■ **Task material**
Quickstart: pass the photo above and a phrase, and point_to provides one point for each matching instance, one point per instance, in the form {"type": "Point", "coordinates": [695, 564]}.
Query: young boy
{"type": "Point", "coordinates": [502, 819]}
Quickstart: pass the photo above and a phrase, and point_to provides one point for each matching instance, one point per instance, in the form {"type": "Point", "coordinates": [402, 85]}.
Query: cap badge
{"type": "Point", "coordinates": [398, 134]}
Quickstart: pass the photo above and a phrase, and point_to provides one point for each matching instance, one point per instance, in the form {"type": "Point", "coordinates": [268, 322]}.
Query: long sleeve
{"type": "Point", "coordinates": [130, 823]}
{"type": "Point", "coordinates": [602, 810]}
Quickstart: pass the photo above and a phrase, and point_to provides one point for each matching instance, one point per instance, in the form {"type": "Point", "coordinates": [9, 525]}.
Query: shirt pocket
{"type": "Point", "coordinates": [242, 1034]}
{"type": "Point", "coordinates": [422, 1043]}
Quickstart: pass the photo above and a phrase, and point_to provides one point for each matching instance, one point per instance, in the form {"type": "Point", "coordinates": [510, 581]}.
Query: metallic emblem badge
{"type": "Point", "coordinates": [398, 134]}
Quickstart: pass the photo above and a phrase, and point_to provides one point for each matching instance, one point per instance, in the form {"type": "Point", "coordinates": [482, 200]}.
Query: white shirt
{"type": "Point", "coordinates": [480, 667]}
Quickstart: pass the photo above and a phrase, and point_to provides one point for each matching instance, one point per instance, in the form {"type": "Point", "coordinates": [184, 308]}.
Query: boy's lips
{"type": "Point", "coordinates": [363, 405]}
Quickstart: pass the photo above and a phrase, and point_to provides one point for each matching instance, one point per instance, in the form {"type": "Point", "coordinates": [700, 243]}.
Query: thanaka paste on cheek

■ **Problem details**
Write out every entry above, word for word.

■ **Full output**
Quickstart: pass the photo above and a phrase, and point_to provides one point for each matching instance, one point per instance, in the form {"type": "Point", "coordinates": [695, 564]}.
Query: young boy
{"type": "Point", "coordinates": [502, 819]}
Quickstart: pass the photo above and a phrase, and point_to provides one point for each matching instance, one point per instance, in the form {"type": "Point", "coordinates": [402, 85]}.
Query: cap badge
{"type": "Point", "coordinates": [398, 134]}
Quickstart: pass the photo above and a phrase, and point_to provides one point for each matching instance, one point per instance, in the form {"type": "Point", "coordinates": [268, 322]}.
Query: long sleeve
{"type": "Point", "coordinates": [130, 823]}
{"type": "Point", "coordinates": [602, 810]}
Quickstart: pass the photo above and a phrase, and point_to provides one point for each matching instance, one point per instance, in the form {"type": "Point", "coordinates": [9, 525]}.
Query: shirt pocket
{"type": "Point", "coordinates": [242, 1034]}
{"type": "Point", "coordinates": [422, 1043]}
Quickstart: pass the photo above and a phrase, and point_to provides one point for each matching instance, one point per instance, in the form {"type": "Point", "coordinates": [510, 581]}.
Query: metallic emblem badge
{"type": "Point", "coordinates": [398, 134]}
Quickstart: pass the photo above and a phrase, and point_to provides one point for each matching instance, one point per instance, in the form {"type": "Point", "coordinates": [482, 200]}.
Query: white shirt
{"type": "Point", "coordinates": [480, 667]}
Quickstart: pass the photo above and a phrase, and point_to provides one point for each matching instance, one point per instance, in the form {"type": "Point", "coordinates": [184, 308]}.
Query: boy's lips
{"type": "Point", "coordinates": [363, 405]}
Quickstart: pass the photo above and a phrase, and point_to provides one point for each matching instance, one point per instance, in the form {"type": "Point", "coordinates": [700, 243]}.
Query: thanaka paste on cheek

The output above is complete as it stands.